Top of Supplied text
Use Partial Boundaries When Full Separation is Premature

When you anticipate needing a boundary but the cost of full separation is too high, implement a partial boundary. This prepares for future separation without premature over-engineering.

Incorrect (no boundary when one might be needed):

# Tightly coupled - if we ever need to split, massive refactor
class ReportService:
    def generate_sales_report(self, start_date, end_date):
        # Direct database access
        conn = psycopg2.connect(DATABASE_URL)
        cursor = conn.cursor()
        cursor.execute("""
            SELECT * FROM sales
            WHERE date BETWEEN %s AND %s
        """, (start_date, end_date))

        # Direct PDF generation
        pdf = FPDF()
        for row in cursor.fetchall():
            pdf.cell(200, 10, txt=str(row))
        return pdf.output()

# Cannot split report generation from data access without rewriting

Correct (partial boundary - same component, prepared for split):

# Strategy 1: Facade pattern (simplest partial boundary)
class ReportingFacade:
    """Single entry point, internal implementation can be refactored later."""

    def generate_sales_report(self, request: ReportRequest) -> Report:
        data = self._fetch_data(request)
        return self._format_report(data, request.format)

    def _fetch_data(self, request):
        # Could become a separate DataAccess component later
        return self.repository.get_sales(request.start, request.end)

    def _format_report(self, data, format):
        # Could become a separate ReportRenderer component later
        if format == 'pdf':
            return PdfRenderer().render(data)
        return CsvRenderer().render(data)
Bottom of Supplied text
■ **Work task 1**
Select each line in the listing below that contains the string "clicks", matching case exactly.
Top of Extracted information
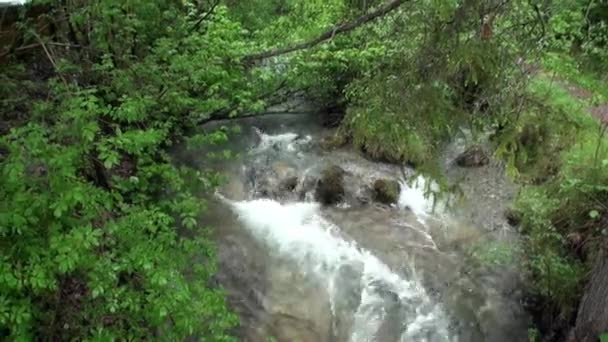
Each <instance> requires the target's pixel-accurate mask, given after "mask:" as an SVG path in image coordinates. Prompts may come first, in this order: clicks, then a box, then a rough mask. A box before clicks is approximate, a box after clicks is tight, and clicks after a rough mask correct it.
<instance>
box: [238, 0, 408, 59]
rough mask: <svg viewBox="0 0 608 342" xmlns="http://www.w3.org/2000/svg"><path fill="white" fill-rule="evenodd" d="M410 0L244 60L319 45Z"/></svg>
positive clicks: (261, 57)
mask: <svg viewBox="0 0 608 342" xmlns="http://www.w3.org/2000/svg"><path fill="white" fill-rule="evenodd" d="M408 1H411V0H391V1H389V2H387V3H386V4H384V5H383V6H382V7H380V8H378V9H377V10H375V11H373V12H369V13H367V14H365V15H362V16H360V17H358V18H357V19H355V20H352V21H349V22H346V23H342V24H340V25H336V26H334V27H332V28H330V29H329V30H327V31H325V32H323V33H321V34H320V35H319V36H318V37H317V38H314V39H312V40H310V41H308V42H304V43H300V44H295V45H291V46H287V47H282V48H276V49H271V50H268V51H263V52H259V53H254V54H251V55H248V56H245V57H244V58H243V60H244V61H245V62H247V63H252V62H255V61H257V60H261V59H265V58H269V57H274V56H278V55H283V54H286V53H290V52H294V51H298V50H304V49H308V48H311V47H313V46H315V45H318V44H320V43H323V42H325V41H327V40H330V39H332V38H333V37H335V36H337V35H339V34H342V33H347V32H350V31H352V30H354V29H356V28H357V27H359V26H361V25H364V24H366V23H368V22H370V21H373V20H374V19H377V18H379V17H382V16H384V15H386V14H388V13H390V12H391V11H393V10H395V9H397V8H398V7H399V6H401V5H403V4H404V3H406V2H408Z"/></svg>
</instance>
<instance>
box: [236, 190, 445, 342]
mask: <svg viewBox="0 0 608 342" xmlns="http://www.w3.org/2000/svg"><path fill="white" fill-rule="evenodd" d="M229 203H230V205H231V207H232V208H233V210H234V211H235V212H236V213H237V215H238V217H239V219H240V220H241V221H242V222H243V223H244V226H245V227H246V228H247V229H248V230H249V232H250V233H251V235H253V237H254V238H256V239H257V240H259V241H261V242H263V243H264V244H265V245H266V246H267V247H268V248H269V250H270V251H272V253H275V254H276V255H277V256H278V257H282V258H287V259H289V260H290V261H292V262H293V263H295V264H296V265H297V266H298V268H299V269H300V270H301V271H302V272H306V273H307V275H309V276H311V277H314V278H315V279H316V280H317V281H321V282H324V285H325V287H326V289H327V291H328V294H329V298H330V300H331V305H332V308H333V307H334V305H335V301H336V300H337V298H335V297H336V295H337V293H339V289H338V288H336V287H339V286H340V284H339V283H337V282H338V281H339V277H340V270H341V269H342V268H343V267H344V266H352V265H355V267H359V268H360V280H359V290H360V303H359V306H358V308H357V310H356V312H355V315H354V325H353V327H354V328H353V330H352V334H351V341H355V342H359V341H374V340H375V336H376V334H377V333H378V331H379V329H380V328H381V326H382V324H383V322H384V321H385V318H386V316H387V314H388V313H387V311H388V310H389V307H394V306H395V305H397V306H398V307H399V310H401V311H402V314H401V315H399V316H398V322H393V324H397V325H400V326H398V327H397V329H399V331H400V335H401V337H400V340H401V341H445V340H449V338H448V336H449V335H448V320H447V318H446V316H445V314H444V312H443V310H442V308H441V306H440V305H439V304H435V303H433V302H432V301H431V299H430V298H429V296H428V295H427V293H426V292H425V290H424V289H423V288H422V286H421V285H420V282H419V281H418V280H417V279H405V278H403V277H402V276H400V275H399V274H397V273H395V272H394V271H393V270H391V269H389V267H388V266H387V265H385V264H384V263H382V261H380V260H379V259H378V258H377V257H375V256H374V255H373V254H372V253H370V252H369V251H367V250H365V249H363V248H361V247H359V246H358V245H357V244H356V243H355V242H354V241H349V240H347V239H346V238H345V237H343V236H342V235H341V230H340V228H339V227H337V226H336V225H334V224H333V223H331V222H329V221H328V220H326V219H324V218H323V216H322V214H321V210H320V206H319V204H317V203H307V202H296V203H287V204H281V203H279V202H277V201H274V200H270V199H254V200H250V201H239V202H231V201H229ZM411 273H414V272H411ZM391 296H392V297H395V298H394V300H396V303H392V304H391V303H388V304H387V301H390V300H391V298H390V297H391ZM395 318H396V317H395Z"/></svg>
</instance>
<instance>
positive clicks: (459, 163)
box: [456, 145, 490, 167]
mask: <svg viewBox="0 0 608 342" xmlns="http://www.w3.org/2000/svg"><path fill="white" fill-rule="evenodd" d="M489 162H490V158H489V157H488V154H487V153H486V151H485V150H484V149H483V148H482V147H481V146H479V145H473V146H470V147H469V148H467V149H466V151H464V152H463V153H462V154H460V155H459V156H458V157H456V165H458V166H460V167H480V166H484V165H487V164H488V163H489Z"/></svg>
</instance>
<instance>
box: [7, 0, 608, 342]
mask: <svg viewBox="0 0 608 342" xmlns="http://www.w3.org/2000/svg"><path fill="white" fill-rule="evenodd" d="M403 3H404V4H402V5H401V6H399V7H398V8H397V9H395V10H392V11H390V12H389V13H387V14H385V15H383V16H381V17H380V18H378V19H377V20H375V21H371V22H369V23H366V24H365V25H360V27H356V28H355V29H353V30H351V31H349V32H348V33H344V34H342V33H340V34H335V35H333V34H332V35H331V37H330V38H329V39H326V40H323V41H321V42H317V43H315V44H312V45H310V46H306V47H305V48H301V49H295V50H293V51H290V53H285V54H277V55H276V56H272V57H271V58H267V59H263V60H255V59H253V60H252V59H251V58H250V57H251V56H252V55H255V53H258V52H260V51H268V50H271V49H274V48H280V47H285V46H290V45H293V44H298V43H302V42H307V41H311V40H313V39H314V38H315V37H317V36H319V35H320V34H322V33H324V32H327V30H328V29H330V30H331V27H332V25H335V24H337V23H340V22H348V21H349V20H354V19H356V18H358V17H359V16H361V15H363V14H364V13H369V12H370V11H374V10H376V9H377V8H379V7H380V6H382V5H383V2H382V1H372V0H330V1H327V0H323V1H322V0H314V1H298V0H251V1H233V0H226V1H219V0H218V1H202V0H184V1H176V0H157V1H149V0H126V1H125V0H100V1H48V0H46V1H42V0H41V1H35V2H33V3H30V4H28V5H27V6H25V7H20V8H18V9H17V8H12V9H11V10H10V11H11V12H10V13H9V15H5V14H6V13H8V12H7V10H6V9H1V8H0V11H4V12H5V13H4V14H3V16H2V18H3V20H0V25H1V28H0V29H1V30H2V31H3V33H6V34H4V35H3V37H2V39H0V44H1V45H0V62H2V63H1V64H0V70H2V73H1V74H0V93H1V94H2V101H1V102H0V115H1V119H2V121H1V122H0V173H1V175H2V176H1V177H0V337H7V338H10V339H18V340H19V339H20V340H28V339H35V338H40V337H41V336H44V337H46V338H48V339H83V338H90V339H99V340H108V339H110V338H112V337H114V338H119V339H154V338H160V337H162V338H163V339H168V340H179V339H184V338H186V337H188V336H195V337H200V338H202V339H204V340H213V341H215V340H230V339H231V337H230V332H231V329H232V328H233V327H235V326H236V325H237V322H238V320H237V318H236V317H235V316H234V315H233V314H232V313H230V312H229V310H228V309H227V307H226V305H225V302H224V301H225V300H224V295H223V293H222V291H221V289H218V288H216V287H214V286H213V285H212V284H213V281H212V275H213V273H214V272H215V268H216V265H215V261H216V260H215V253H214V247H213V244H212V243H211V242H210V240H209V234H208V229H207V228H204V227H200V226H199V224H198V222H199V217H200V215H204V209H205V198H207V197H208V196H210V195H211V194H212V193H213V191H214V189H215V187H216V186H217V185H218V184H219V182H220V180H221V176H220V175H217V174H215V173H214V172H212V171H211V170H193V169H189V168H187V167H182V166H177V165H178V164H177V163H175V161H174V160H172V158H171V157H170V154H169V152H168V150H169V148H170V147H171V146H173V145H174V144H175V143H176V142H178V141H180V140H182V138H184V137H188V136H189V135H190V132H191V129H192V128H194V127H196V126H197V125H199V124H201V123H204V122H208V121H210V120H216V119H219V118H228V117H233V116H237V115H239V114H241V113H245V112H249V113H255V112H257V111H261V110H262V109H263V108H264V107H265V106H266V105H268V104H270V103H272V102H274V101H277V100H280V99H281V98H283V97H284V96H289V94H292V93H296V92H298V93H305V94H306V96H308V97H309V98H311V99H313V100H314V101H317V102H318V103H320V104H321V105H323V106H324V107H326V108H327V110H328V111H333V112H335V111H338V112H342V114H344V118H343V120H342V121H341V125H340V127H339V129H338V133H337V138H338V139H337V140H338V141H339V142H340V143H344V142H351V143H352V144H353V145H354V146H355V147H357V148H359V149H361V150H362V151H363V152H365V153H366V154H367V155H368V156H370V157H372V158H376V159H382V160H388V161H392V162H399V163H402V162H409V163H412V164H415V165H417V166H418V167H419V170H423V171H426V172H432V170H434V168H433V167H432V164H433V161H434V160H435V158H434V156H435V153H436V152H437V151H438V150H439V149H440V147H441V146H442V145H443V143H444V142H445V141H447V140H448V139H451V138H453V137H454V136H455V135H457V134H458V133H459V132H460V131H462V130H468V131H470V132H472V133H473V136H481V134H477V133H484V132H487V131H491V133H492V142H493V143H494V147H495V152H496V156H498V157H500V158H503V159H504V160H505V162H506V164H507V166H508V170H509V171H510V175H512V176H513V178H514V179H516V180H517V181H519V182H520V183H521V184H522V186H523V190H522V192H521V194H520V195H519V197H518V198H517V200H516V203H515V209H516V212H517V213H518V215H519V216H520V218H521V227H522V231H523V232H524V233H526V237H527V238H526V242H525V246H524V248H523V250H524V251H525V253H523V254H524V261H525V264H526V265H527V270H528V271H529V276H528V279H529V280H530V286H531V291H532V292H534V293H535V294H536V295H538V296H540V297H541V298H543V300H544V301H545V302H546V303H548V305H549V307H550V308H551V310H547V312H548V313H550V314H551V315H552V316H555V317H560V318H561V321H565V322H572V318H573V317H574V315H575V313H576V307H577V304H578V301H579V300H580V297H581V294H582V290H583V288H584V284H585V280H586V275H587V274H588V272H587V271H588V270H589V269H590V267H591V265H592V264H593V263H594V261H595V258H596V256H597V255H600V254H601V253H600V252H599V247H598V245H599V242H600V240H601V239H602V236H603V235H606V232H605V228H604V227H605V226H606V225H607V224H608V221H607V220H608V219H607V218H608V207H607V206H606V203H608V188H607V187H606V184H608V173H607V172H608V171H607V170H608V147H606V145H605V135H606V127H607V126H606V123H604V124H602V123H601V122H599V121H598V120H597V118H594V117H592V116H591V115H590V114H589V112H588V108H589V107H594V106H600V105H602V104H605V103H606V102H607V100H608V87H606V86H605V84H606V80H605V79H603V80H602V79H601V78H600V77H598V76H597V75H598V74H599V73H601V72H606V70H608V53H607V51H608V49H607V48H606V47H607V46H606V45H607V44H608V30H607V29H606V27H607V25H608V5H607V4H606V3H605V2H603V1H586V0H585V1H583V0H576V1H557V0H555V1H524V0H521V1H519V0H512V1H492V0H460V1H428V0H425V1H403ZM4 18H12V19H10V20H9V19H7V21H4ZM334 29H335V28H334ZM335 32H336V31H334V33H335ZM572 84H574V85H575V88H576V89H579V90H580V91H575V92H574V93H577V92H582V93H583V95H581V94H573V92H572V91H571V89H570V88H569V86H568V85H572ZM569 89H570V90H569ZM607 121H608V120H607ZM226 134H227V133H226V131H224V130H219V131H217V132H215V133H212V134H210V135H207V136H198V137H196V138H195V139H192V141H198V142H204V143H209V144H219V143H221V142H222V141H224V140H225V138H226ZM603 229H604V230H603ZM503 247H504V246H503ZM501 251H502V252H501V253H505V252H504V251H505V248H501ZM486 254H487V253H486ZM505 254H509V253H505ZM509 255H510V254H509ZM490 259H491V258H490Z"/></svg>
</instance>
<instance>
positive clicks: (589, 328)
mask: <svg viewBox="0 0 608 342" xmlns="http://www.w3.org/2000/svg"><path fill="white" fill-rule="evenodd" d="M606 332H608V239H604V242H603V246H602V252H601V253H599V256H598V260H597V262H596V265H595V267H594V269H593V272H592V274H591V280H590V281H589V284H587V288H586V289H585V294H584V296H583V299H582V301H581V305H580V306H579V310H578V315H577V317H576V325H575V327H574V329H572V331H571V333H570V336H569V339H568V341H570V342H575V341H576V342H595V341H598V339H599V336H600V335H601V334H602V333H606Z"/></svg>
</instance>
Bottom of Extracted information
■ **Work task 2**
From the text on partial boundaries above, set down everything from "# Strategy 1: Facade" down to "return self._format_report(data, request.format)", word for word.

■ **Written reply 1**
Each <instance> requires the target's pixel-accurate mask, given after "mask:" as an SVG path in image coordinates. Prompts may come first, in this order: clicks, then a box, then a rough mask. A box before clicks is approximate, a box after clicks is tight, and clicks after a rough mask correct it.
positive clicks: (261, 57)
positive clicks: (459, 163)
positive clicks: (589, 328)

■ **Written reply 2**
# Strategy 1: Facade pattern (simplest partial boundary)
class ReportingFacade:
    """Single entry point, internal implementation can be refactored later."""

    def generate_sales_report(self, request: ReportRequest) -> Report:
        data = self._fetch_data(request)
        return self._format_report(data, request.format)